(Supplied text):
For example, at the time of actual sound field control, when correction is performed by the sound volume difference indicated by the arrow D11 on the reproduction signal for the measurement angle θ_1m, the sound pressure of the reproduction signal output from the speaker 21-1 should become the sound pressure indicated by the position P21. That is, the sound volume variation should be corrected.

In the present technology, the correction data for correcting the sound volume variation of the speaker 21-1, that is, the sound pressure (sound volume) of the reproduction signal output from the speaker 21-1 is generated on the basis of the estimation result of the sound volume variation for the speaker 21-1 acquired in this manner.

In other words, the correction data for correcting a gain of the reproduction signal, that is, a gain of a speaker drive signal for outputting the reproduction signal from the speaker 21-1 is generated.

Note that, it is only required that, depending on whether the sound pressure information is generated for each frequency bin as the acoustic characteristic data d_nm, a piece of sound pressure information is generated for all the frequency bands or the like, the correction data for each frequency bin is generated or one correction data is generated for all the frequency bands.

Furthermore, as for the speaker 21-n, the sound volume difference indicated by the arrow D12 is acquired as the estimation result of the sound volume variation of the measurement angle θ_nm, and the correction data for correcting the sound volume variation of the speaker 21-n is generated on the basis of the estimation result.

Similarly, as for the speaker 21-N, the sound volume difference indicated by the arrow D13 is acquired as the estimation result of the sound volume variation of the measurement angle θ_Nm, and the correction data for correcting the sound volume variation of the speaker 21-N is generated on the basis of the estimation result.

As described above, the sound volume variation of each speaker 21 is estimated with reference to the mapping result of the speaker emission characteristic common to all the speakers 21, and the correction data is generated for each speaker 21 on the basis of the estimation result.

In this manner, it is possible to easily estimate the sound volume variation, which is the characteristic regarding the sound volume of each speaker 21, and correct the sound volume variation generated between the speakers 21.

(Goal a): From the rows below, copy out the part that begins with the line containing "DETECT power line" and ends with the line containing "210,395 -> 562,683", requests included. Shift every bounding-box coordinate in the answers up by 117.

(Dataset entries):
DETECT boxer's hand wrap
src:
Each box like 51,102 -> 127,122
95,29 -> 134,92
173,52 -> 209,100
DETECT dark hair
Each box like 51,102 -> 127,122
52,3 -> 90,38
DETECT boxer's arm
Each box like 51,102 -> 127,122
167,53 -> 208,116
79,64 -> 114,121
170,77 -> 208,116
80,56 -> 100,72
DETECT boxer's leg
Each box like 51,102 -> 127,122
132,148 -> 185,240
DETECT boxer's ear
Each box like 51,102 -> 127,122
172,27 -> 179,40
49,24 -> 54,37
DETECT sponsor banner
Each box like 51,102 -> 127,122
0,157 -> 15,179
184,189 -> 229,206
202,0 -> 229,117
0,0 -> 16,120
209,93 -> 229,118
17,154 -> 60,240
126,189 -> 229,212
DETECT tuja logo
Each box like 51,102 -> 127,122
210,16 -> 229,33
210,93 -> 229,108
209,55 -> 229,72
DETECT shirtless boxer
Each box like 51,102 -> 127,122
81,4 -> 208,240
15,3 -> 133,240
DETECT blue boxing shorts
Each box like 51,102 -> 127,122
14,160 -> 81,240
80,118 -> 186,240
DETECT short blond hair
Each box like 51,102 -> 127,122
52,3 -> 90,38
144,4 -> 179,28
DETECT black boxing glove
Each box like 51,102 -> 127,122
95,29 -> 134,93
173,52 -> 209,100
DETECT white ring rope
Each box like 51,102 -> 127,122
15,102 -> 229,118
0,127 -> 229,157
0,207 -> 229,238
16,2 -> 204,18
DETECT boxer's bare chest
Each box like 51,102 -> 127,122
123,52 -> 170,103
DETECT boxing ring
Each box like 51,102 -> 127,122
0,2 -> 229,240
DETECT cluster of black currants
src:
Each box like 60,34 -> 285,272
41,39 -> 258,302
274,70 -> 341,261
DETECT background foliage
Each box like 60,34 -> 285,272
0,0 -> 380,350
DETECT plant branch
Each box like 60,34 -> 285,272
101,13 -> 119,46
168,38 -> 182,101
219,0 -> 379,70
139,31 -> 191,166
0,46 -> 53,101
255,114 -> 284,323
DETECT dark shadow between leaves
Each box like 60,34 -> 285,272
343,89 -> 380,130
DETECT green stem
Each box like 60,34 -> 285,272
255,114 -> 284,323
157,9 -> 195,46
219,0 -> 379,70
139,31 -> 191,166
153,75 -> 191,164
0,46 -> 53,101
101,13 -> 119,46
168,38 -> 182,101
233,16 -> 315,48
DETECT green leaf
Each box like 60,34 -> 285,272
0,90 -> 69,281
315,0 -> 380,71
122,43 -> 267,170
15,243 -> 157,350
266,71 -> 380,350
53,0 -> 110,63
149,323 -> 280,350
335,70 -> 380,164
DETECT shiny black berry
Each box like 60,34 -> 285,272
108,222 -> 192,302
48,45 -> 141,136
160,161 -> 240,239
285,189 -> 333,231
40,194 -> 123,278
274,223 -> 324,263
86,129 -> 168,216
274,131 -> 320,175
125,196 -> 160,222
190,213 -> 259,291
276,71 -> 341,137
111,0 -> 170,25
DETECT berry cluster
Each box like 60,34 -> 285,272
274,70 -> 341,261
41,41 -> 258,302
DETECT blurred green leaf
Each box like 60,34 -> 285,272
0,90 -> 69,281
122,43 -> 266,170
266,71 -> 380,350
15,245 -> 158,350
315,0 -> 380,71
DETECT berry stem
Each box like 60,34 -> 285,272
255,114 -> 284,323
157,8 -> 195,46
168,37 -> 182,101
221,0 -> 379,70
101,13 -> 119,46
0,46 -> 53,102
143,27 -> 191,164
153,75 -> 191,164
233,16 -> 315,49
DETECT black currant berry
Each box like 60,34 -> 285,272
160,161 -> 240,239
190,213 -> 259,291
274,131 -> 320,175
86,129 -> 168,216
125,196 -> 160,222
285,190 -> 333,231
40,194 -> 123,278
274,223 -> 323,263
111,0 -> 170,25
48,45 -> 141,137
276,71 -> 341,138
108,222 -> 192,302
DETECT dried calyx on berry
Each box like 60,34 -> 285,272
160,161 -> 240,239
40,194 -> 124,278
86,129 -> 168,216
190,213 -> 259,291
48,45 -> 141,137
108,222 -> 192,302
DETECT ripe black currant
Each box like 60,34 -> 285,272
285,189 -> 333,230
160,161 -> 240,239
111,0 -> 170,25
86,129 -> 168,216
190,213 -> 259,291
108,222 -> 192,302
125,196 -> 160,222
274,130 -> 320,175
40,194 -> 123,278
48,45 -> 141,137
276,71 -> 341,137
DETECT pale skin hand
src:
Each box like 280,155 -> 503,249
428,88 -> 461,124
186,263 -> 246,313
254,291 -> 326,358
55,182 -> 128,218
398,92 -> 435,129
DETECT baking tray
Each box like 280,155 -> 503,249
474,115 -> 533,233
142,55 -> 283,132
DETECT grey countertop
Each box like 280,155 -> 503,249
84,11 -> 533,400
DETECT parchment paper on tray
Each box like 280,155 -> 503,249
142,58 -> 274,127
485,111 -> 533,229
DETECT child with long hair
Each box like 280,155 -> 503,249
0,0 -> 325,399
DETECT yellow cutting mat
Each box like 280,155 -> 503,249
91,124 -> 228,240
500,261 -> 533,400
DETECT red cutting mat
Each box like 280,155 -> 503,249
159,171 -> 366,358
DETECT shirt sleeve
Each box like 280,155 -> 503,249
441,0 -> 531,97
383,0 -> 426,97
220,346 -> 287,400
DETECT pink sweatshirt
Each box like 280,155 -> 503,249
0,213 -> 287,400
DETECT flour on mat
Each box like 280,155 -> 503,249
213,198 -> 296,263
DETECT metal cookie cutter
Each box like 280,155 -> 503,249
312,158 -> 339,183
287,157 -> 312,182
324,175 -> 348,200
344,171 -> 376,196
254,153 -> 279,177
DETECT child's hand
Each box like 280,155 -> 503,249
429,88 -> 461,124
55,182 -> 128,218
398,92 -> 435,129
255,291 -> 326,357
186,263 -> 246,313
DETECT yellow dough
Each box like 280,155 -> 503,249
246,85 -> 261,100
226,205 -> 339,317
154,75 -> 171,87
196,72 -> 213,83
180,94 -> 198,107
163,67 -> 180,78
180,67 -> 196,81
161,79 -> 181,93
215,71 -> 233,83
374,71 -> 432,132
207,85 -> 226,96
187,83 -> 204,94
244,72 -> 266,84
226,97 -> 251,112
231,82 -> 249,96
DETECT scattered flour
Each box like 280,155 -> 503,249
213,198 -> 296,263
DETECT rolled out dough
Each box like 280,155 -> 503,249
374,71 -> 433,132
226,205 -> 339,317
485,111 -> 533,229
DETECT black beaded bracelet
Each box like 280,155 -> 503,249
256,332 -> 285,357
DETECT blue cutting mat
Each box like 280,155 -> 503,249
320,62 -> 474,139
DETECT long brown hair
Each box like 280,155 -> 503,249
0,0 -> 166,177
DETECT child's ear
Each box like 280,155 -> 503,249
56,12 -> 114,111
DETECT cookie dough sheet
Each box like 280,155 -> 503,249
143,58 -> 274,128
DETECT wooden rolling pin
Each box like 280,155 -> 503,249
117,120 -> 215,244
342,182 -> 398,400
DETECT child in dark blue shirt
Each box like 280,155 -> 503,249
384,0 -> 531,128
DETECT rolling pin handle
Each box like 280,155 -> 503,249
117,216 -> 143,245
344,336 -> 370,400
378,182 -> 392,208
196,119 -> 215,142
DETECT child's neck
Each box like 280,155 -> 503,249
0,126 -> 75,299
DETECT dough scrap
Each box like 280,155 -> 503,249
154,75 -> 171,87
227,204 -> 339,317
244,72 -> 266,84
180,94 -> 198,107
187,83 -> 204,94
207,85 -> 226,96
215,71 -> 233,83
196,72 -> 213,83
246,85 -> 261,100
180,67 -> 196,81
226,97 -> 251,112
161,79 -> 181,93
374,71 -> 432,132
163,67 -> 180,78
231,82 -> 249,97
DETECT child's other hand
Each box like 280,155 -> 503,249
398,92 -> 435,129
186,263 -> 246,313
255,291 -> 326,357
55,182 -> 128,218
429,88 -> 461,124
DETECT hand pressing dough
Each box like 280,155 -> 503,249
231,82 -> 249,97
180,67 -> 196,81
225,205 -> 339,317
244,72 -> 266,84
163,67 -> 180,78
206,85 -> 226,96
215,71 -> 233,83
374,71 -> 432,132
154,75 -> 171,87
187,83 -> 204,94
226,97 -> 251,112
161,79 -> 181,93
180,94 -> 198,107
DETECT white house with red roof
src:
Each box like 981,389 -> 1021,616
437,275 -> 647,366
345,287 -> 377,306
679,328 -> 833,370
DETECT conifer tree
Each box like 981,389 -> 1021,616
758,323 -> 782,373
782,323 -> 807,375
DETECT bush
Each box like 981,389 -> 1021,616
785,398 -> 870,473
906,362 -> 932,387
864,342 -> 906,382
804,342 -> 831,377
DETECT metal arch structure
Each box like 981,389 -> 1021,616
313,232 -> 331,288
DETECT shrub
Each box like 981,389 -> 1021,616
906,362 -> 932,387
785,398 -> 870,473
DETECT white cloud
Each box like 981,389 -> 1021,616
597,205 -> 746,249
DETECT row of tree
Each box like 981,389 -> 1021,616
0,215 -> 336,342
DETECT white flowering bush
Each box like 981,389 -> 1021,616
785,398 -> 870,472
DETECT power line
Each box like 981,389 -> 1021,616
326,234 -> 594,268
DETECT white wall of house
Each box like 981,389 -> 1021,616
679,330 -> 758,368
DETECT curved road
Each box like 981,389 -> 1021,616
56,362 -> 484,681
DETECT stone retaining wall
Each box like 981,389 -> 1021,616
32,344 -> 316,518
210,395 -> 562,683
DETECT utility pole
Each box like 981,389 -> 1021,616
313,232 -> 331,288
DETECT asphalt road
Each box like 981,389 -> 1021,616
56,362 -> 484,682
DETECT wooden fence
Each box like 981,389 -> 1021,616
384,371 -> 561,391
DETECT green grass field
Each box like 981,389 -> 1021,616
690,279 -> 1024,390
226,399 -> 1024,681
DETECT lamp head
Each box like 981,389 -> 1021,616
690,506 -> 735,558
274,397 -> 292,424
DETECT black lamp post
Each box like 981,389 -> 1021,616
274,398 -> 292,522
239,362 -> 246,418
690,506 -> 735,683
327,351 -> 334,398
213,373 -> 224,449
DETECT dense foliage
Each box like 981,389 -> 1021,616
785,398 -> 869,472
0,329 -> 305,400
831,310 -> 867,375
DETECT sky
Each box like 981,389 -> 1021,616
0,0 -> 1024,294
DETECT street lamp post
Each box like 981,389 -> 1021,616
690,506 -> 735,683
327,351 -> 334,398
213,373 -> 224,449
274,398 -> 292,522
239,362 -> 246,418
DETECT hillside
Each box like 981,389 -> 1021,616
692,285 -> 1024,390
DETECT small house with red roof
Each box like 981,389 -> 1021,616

(Goal b): Which arrow labels appear in the passage on speaker sound volume correction? List every one.

(Answer a):
DETECT power line
Each box like 981,389 -> 1021,616
443,351 -> 711,385
DETECT white wall of house
Each box like 981,389 -> 1021,616
796,447 -> 875,485
DETECT curved road
Each box like 981,389 -> 1021,616
173,479 -> 601,798
DETECT stone retaining wall
Each box like 981,389 -> 1021,616
149,461 -> 433,635
327,512 -> 679,800

(Answer b): D11, D12, D13